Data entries
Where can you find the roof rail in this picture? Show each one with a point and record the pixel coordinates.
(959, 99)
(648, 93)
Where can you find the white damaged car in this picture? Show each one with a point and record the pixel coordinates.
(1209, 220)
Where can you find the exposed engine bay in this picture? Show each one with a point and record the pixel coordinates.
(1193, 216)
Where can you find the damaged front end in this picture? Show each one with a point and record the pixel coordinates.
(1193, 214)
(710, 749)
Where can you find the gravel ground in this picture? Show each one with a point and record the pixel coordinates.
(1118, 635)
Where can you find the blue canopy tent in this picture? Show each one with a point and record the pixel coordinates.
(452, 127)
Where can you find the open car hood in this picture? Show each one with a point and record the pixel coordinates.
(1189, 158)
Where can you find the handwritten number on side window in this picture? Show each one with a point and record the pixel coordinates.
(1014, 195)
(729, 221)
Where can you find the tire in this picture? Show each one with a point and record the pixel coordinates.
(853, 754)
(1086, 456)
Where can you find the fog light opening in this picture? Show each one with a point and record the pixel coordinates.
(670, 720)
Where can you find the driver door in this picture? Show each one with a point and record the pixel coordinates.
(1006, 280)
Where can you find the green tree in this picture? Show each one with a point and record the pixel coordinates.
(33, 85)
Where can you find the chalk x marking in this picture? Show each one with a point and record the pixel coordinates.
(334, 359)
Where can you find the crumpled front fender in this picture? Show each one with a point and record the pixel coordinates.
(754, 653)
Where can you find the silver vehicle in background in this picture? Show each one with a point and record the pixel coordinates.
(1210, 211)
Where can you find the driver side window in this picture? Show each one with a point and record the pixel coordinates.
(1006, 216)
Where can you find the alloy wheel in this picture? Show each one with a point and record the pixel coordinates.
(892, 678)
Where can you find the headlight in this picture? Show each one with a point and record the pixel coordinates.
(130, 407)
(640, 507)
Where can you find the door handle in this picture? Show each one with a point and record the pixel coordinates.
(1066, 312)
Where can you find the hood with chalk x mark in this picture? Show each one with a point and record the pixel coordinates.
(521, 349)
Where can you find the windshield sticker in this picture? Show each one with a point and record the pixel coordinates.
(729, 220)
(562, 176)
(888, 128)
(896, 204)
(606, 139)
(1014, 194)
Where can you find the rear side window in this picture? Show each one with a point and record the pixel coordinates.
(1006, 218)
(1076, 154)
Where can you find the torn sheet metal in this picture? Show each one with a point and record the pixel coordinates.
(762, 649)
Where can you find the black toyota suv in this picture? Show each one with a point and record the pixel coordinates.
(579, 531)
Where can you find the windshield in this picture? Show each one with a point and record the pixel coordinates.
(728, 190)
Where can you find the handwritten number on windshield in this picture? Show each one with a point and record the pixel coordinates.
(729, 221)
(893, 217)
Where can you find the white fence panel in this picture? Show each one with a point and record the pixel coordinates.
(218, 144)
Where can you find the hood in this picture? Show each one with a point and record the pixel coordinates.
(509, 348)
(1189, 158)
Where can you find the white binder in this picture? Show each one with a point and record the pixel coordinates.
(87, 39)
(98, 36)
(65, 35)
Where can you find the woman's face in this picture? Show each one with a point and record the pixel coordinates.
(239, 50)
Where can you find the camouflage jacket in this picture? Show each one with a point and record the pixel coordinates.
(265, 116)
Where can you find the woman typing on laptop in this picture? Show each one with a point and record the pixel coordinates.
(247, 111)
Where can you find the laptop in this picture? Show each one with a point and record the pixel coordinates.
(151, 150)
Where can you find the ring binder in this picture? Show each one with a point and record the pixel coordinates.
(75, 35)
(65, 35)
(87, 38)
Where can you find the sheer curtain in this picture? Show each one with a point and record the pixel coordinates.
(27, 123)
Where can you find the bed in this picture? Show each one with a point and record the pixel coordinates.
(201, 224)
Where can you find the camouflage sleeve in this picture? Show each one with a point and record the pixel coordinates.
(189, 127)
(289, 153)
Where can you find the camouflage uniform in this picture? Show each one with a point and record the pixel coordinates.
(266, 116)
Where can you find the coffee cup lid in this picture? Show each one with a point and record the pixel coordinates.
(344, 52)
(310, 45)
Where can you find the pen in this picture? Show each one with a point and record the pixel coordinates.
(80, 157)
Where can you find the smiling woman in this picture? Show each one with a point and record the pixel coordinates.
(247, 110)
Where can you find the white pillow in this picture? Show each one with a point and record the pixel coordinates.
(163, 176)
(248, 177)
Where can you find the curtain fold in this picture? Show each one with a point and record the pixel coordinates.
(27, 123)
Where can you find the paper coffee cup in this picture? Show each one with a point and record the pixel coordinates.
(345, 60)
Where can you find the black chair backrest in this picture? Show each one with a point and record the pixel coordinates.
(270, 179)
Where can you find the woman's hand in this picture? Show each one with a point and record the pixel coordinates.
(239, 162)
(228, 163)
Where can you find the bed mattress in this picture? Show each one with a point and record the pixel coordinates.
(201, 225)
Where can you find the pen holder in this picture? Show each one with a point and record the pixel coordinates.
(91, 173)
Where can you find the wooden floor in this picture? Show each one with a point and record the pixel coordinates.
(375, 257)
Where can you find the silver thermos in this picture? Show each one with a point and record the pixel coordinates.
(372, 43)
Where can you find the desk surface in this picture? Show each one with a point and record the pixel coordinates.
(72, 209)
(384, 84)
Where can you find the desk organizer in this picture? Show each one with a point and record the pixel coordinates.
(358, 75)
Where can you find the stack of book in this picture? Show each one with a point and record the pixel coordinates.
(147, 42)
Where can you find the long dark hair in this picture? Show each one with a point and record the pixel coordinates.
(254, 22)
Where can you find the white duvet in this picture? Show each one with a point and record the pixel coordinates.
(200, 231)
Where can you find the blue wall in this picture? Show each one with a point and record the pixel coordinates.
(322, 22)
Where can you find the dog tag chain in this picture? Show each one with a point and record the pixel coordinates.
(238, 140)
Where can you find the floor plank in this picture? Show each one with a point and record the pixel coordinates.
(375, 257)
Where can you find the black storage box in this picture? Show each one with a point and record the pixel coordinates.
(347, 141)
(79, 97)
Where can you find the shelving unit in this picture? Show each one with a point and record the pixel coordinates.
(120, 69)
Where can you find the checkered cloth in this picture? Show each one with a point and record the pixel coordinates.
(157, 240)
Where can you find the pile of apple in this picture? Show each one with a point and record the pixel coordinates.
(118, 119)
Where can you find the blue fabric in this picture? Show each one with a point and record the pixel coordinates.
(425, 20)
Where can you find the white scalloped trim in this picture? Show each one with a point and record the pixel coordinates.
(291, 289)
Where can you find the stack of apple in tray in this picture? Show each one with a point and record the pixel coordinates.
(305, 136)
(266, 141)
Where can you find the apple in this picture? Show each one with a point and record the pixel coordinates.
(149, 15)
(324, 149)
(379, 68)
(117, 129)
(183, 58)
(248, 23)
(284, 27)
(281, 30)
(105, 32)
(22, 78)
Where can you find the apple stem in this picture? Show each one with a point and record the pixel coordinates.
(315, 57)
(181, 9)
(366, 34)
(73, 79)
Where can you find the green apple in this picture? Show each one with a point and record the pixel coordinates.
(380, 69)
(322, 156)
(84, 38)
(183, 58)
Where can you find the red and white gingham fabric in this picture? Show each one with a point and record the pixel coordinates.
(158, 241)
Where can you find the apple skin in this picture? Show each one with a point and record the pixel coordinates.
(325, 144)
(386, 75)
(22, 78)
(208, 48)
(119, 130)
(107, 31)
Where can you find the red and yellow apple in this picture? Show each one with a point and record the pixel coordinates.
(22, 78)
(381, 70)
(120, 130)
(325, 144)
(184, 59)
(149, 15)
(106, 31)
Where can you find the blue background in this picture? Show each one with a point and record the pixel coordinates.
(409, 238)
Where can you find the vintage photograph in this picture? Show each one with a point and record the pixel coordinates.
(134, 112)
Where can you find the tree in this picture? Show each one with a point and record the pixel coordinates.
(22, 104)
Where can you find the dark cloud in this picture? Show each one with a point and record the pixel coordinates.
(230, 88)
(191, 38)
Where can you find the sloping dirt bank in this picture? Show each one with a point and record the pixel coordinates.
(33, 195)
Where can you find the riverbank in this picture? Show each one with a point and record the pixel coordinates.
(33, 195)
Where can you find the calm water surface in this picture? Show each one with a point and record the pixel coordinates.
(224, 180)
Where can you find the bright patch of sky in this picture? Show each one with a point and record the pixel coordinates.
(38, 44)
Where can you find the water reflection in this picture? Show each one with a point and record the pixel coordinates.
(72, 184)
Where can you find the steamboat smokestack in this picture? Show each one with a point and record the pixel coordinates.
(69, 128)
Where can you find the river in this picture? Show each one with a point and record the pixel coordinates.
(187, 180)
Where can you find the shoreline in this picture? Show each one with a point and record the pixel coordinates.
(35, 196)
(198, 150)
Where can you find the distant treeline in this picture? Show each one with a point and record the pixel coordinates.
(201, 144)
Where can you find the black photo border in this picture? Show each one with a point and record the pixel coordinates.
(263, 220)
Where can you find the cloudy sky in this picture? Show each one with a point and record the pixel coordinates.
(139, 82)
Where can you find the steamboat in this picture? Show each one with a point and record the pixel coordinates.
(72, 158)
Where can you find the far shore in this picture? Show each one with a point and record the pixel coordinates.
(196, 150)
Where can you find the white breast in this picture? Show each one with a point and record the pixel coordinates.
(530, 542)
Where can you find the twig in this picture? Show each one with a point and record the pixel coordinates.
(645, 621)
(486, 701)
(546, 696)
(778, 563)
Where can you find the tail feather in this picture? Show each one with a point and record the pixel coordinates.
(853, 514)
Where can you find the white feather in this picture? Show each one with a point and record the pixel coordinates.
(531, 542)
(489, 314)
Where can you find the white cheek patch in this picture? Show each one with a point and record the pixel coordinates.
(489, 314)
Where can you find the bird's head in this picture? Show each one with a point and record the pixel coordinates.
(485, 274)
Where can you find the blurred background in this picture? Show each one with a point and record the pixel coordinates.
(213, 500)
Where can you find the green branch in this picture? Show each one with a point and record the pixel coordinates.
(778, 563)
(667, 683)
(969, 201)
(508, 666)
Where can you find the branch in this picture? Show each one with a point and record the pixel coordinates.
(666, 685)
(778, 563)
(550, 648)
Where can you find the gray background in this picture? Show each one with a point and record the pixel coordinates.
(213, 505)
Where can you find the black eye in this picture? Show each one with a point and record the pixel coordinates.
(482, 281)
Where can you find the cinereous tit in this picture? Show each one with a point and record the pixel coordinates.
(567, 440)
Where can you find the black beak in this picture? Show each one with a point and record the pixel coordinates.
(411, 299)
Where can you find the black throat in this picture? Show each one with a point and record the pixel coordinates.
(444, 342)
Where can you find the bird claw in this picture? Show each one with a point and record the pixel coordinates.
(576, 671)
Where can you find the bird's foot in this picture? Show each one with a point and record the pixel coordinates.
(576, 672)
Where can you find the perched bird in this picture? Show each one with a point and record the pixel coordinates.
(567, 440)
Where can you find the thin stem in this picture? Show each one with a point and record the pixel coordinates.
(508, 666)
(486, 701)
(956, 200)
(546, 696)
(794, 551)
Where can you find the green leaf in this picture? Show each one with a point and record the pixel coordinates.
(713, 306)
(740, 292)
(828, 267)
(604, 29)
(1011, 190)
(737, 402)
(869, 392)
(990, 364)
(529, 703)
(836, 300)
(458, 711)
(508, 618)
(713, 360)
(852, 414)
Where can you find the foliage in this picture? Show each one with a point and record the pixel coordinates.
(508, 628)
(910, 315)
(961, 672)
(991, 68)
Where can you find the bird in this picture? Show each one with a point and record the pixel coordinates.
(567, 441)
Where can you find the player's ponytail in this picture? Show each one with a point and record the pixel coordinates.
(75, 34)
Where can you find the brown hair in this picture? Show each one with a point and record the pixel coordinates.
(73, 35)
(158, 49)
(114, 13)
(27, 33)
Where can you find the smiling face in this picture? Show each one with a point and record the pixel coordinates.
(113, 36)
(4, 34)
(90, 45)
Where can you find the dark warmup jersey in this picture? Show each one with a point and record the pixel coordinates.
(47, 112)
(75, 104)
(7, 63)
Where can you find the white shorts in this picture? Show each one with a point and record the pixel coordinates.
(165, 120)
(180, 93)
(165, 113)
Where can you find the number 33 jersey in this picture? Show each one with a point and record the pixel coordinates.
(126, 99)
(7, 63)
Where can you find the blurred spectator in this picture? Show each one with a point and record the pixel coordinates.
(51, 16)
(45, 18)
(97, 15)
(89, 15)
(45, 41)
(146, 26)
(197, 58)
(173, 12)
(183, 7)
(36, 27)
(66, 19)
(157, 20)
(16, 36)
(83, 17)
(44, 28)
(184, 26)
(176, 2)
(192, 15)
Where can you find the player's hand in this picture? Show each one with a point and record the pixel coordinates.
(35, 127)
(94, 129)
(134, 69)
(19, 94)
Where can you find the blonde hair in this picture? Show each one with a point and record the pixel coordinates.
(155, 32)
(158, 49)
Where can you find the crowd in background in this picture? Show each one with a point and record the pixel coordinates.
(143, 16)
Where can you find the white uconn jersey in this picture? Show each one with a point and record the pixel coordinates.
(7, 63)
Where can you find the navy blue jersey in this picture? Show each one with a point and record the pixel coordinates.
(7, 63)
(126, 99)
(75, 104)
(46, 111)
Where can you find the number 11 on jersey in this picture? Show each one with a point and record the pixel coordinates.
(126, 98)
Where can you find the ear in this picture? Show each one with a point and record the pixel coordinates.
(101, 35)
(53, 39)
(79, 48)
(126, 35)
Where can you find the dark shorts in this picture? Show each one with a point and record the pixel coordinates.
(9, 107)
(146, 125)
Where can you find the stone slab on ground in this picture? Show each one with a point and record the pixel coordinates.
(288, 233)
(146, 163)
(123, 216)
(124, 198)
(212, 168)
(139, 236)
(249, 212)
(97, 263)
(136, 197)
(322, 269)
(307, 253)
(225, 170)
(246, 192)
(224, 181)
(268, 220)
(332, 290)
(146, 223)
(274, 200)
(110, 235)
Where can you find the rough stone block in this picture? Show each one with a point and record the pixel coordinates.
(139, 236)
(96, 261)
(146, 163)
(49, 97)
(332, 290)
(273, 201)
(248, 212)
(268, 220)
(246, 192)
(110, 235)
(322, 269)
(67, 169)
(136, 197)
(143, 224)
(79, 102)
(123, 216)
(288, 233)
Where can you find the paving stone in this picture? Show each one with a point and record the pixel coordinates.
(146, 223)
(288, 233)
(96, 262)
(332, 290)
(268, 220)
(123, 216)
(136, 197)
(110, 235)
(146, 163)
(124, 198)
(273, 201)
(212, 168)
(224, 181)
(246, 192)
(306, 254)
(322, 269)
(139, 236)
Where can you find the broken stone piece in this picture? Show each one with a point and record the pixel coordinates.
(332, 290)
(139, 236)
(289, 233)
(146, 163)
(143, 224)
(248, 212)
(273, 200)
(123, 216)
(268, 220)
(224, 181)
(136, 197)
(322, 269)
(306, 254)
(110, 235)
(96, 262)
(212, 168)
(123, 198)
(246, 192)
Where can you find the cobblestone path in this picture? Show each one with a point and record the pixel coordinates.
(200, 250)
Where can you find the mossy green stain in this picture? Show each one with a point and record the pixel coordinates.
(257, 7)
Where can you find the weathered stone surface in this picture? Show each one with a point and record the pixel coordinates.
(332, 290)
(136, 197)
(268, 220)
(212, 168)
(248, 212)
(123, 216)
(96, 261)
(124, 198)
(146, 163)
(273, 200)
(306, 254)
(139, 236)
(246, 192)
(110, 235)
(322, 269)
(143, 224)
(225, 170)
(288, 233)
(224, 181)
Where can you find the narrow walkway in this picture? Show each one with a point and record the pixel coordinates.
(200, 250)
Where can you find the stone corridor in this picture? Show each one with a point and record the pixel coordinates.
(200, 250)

## AIM
Give the lines exactly as they stand, from the line with "Where can you find the dark shorts" through the end of the material.

## FULL RESPONSE
Where can you find the dark shorts in this picture? Show each one with a point and record the pixel coordinates.
(9, 107)
(146, 125)
Where can you find the stone slab on ground in this picture? Show each one with a point and record the pixel coordinates.
(288, 233)
(146, 163)
(123, 216)
(124, 198)
(212, 168)
(139, 236)
(249, 212)
(97, 263)
(136, 197)
(322, 269)
(307, 253)
(225, 170)
(246, 192)
(224, 181)
(268, 220)
(332, 290)
(146, 223)
(274, 200)
(110, 235)
Where can you find the rough stone block in this picture? Show each one with a point and record the pixel coordinates.
(139, 236)
(96, 261)
(146, 163)
(49, 97)
(332, 290)
(273, 201)
(248, 212)
(268, 220)
(246, 192)
(110, 235)
(322, 269)
(67, 169)
(136, 197)
(143, 224)
(79, 102)
(123, 216)
(288, 233)
Where can you find the paving stone in this picture? Show each one with a point and record the pixel coordinates.
(146, 223)
(288, 233)
(96, 262)
(332, 290)
(268, 220)
(123, 216)
(136, 197)
(110, 235)
(146, 163)
(124, 198)
(273, 201)
(212, 168)
(224, 181)
(246, 192)
(306, 254)
(322, 269)
(139, 236)
Where can you find the broken stone piece in this picture? Show each one with a point and record the pixel coordinates.
(332, 290)
(139, 236)
(289, 233)
(146, 163)
(143, 224)
(248, 212)
(273, 200)
(123, 216)
(268, 220)
(224, 181)
(136, 197)
(322, 269)
(306, 254)
(110, 235)
(96, 262)
(212, 168)
(123, 198)
(246, 192)
Where can you find the cobblestone path in this picture? Show each one with a point and record the pixel coordinates.
(200, 250)
Where can you find the mossy green stain in this picture? Show each one with a point and record the pixel coordinates.
(257, 7)
Where can you find the weathered stone surface in this picture? Show each one with a point and record the pixel coordinates.
(332, 290)
(136, 197)
(268, 220)
(212, 168)
(248, 212)
(123, 216)
(96, 261)
(124, 198)
(146, 163)
(273, 200)
(306, 254)
(139, 236)
(246, 192)
(110, 235)
(322, 269)
(143, 224)
(225, 170)
(288, 233)
(224, 181)
Where can you find the narrow walkway in this picture? Show each one with a point and record the pixel coordinates.
(200, 250)
Where can you find the stone corridor in this picture? Show each one with a point and record the pixel coordinates.
(200, 250)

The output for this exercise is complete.